QUESTIONS TO ANSWER:
A. Copy the Texas Roadhouse article word for word, everything from "Delivering experience inside" down to "as Robinson noted.".
B. Using the Texas Roadhouse article, mark each statement yes or no and quote the exact words that decide it: (i) Average weekly to-go sales were about $18,000. (ii) With the Ziosk Mini, Texas Roadhouse is concentrating on order entry. (iii) The partitions put in for guest comfort have since been taken down.
C. Write the next part of the Texas Roadhouse article, continuing on from its last sentence.

SELECTED EXCERPT:
The present picture, and a tech rush
Q2 is off to a humming start for Texas Roadhouse, with comps in the opening five weeks up 9.3 percent versus last year, a period when dining rooms reopened in full. Average weekly sales clocked in at $135,000 (to-go of about $18,000, or 13.3 percent of total sales). Off-premises is sliding in light of dine-in, but the gap is being more than covered, Robinson said.
Delivering experience inside Texas Roadhouse has become ever-critical, however, Morgan said. First, it was a matter of welcoming guests back to an experience they missed, yet also needed to feel safe with. Now? You can add “measuring up to the extra cost” to the task list.
“I would say that all of the practices that were put in of cleanliness of care and concern even partitions are still up,” he said. “I think we've still maintained a lot of those practices that ensure people are feeling comfortable about being in large groups in full areas. So I do believe a lot of those practices are helping us at this current time.”
A forerunner, potentially, of why Texas Roadhouse’s approach is working is the fact there’s been little evidence of a trade down. In Q1 guests kept ordering higher-priced entrees, as Robinson noted.
Q1 total pricing was about 6 percent; Q2 will be 7.5 percent; Q3 7.4 percent; and Q4, without any additional action, will be 4.1 percent.
There are a few back-end ways Texas Roadhouse is addressing the bigger picture, beyond holding firm to past principles. One is technology, where Morgan said the goal is to enhance guest experience while driving greater efficiencies up and down the P&L.
Some examples include “Roadhouse Pay,” a new kitchen display system, and an app the company is working on for its fast casual Jaggers, complete with loyalty.
The first initiative was announced in March when on-premises digital ordering and payments platform Ziosk entered into an agreement with Texas Roadhouse to bring its Cloud Commerce program to U.S. stores. Texas Roadhouse deploys the company’s “Ziosk Mini,” which is a portrait version of the tabletop tablet, to allow guests to pay at the table. The system can also conduct surveys and enable order entry, although Texas Roadhouse is focusing on payment.

EXTRACTED DATA:
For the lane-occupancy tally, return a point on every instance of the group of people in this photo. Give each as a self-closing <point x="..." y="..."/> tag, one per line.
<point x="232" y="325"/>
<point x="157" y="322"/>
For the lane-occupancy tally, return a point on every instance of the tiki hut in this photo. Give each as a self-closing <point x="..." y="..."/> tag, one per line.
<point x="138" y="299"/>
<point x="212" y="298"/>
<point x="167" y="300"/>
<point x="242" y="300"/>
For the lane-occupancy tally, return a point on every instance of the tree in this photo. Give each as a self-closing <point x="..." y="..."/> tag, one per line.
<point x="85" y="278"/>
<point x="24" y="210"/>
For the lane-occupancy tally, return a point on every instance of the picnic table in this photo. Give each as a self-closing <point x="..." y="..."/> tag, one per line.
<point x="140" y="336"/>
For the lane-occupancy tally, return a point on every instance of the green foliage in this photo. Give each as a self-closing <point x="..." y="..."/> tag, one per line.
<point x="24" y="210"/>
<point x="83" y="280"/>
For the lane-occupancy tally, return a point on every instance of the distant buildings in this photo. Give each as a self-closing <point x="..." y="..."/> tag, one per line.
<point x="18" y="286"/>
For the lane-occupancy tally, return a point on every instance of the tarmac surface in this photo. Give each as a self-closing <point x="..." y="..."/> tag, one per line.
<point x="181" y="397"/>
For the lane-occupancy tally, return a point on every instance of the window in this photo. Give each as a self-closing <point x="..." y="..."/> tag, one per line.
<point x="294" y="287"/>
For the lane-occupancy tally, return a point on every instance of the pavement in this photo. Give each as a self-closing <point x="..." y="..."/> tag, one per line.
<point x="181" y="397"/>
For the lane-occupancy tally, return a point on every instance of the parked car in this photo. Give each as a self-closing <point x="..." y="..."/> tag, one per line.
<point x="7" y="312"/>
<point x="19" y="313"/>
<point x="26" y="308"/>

RESULTS IN ORDER:
A.
Delivering experience inside Texas Roadhouse has become ever-critical, however, Morgan said. First, it was a matter of welcoming guests back to an experience they missed, yet also needed to feel safe with. Now? You can add “measuring up to the extra cost” to the task list.
“I would say that all of the practices that were put in of cleanliness of care and concern even partitions are still up,” he said. “I think we've still maintained a lot of those practices that ensure people are feeling comfortable about being in large groups in full areas. So I do believe a lot of those practices are helping us at this current time.”
A forerunner, potentially, of why Texas Roadhouse’s approach is working is the fact there’s been little evidence of a trade down. In Q1 guests kept ordering higher-priced entrees, as Robinson noted.

B.
(i) Yes: "to-go of about $18,000, or 13.3 percent of total sales"
(ii) No: "although Texas Roadhouse is focusing on payment"
(iii) No: "even partitions are still up"

C.
In tests, the brand said 83 percent of dining room guests paid their check with “Roadhouse Pay,” with some stores seeing adoption rates as high as 95 percent. Of those, 47 percent were NFC transactions as guests used either tap to pay with mobile wallet or an NFC enabled credit card. More than four of five customers rated their overall experience as “excellent,” the company added.
Ziosk said guest adoption of pay-at-the-table, industrywide through COVID, has climbed 21 percent.
Robinson said the service is piloting in about 100 locations today. The goal is to cover the 500-unit plus (currently, there are 536 corporate and 63 franchised Texas Roadhouse in the U.S.) system by year’s end.
Additionally, Texas Roadhouse trialed handheld ordering technology for servers. Robinson said that’s “doing a little bit slower.” The KDS launched in one new restaurant and will implement into an existing store later in 2022.
More broadly, the notion COVID cleared barriers to tech adoption has been clear at Texas Roadhouse. Its mobile app was downloaded more than 3.7 million times since the beginning of the 2021. In turn, roughly 70 percent of the chain’s current to-go business is digital—a major help versus phones ringing throughout peak shifts.
Also, “many more” guests started to use the platform’s waitlist function, Morgan said. Robinson noted its “definitely” proven beneficial for sales. When guests show up, they know they’ll be seated within 15 or 20 minutes.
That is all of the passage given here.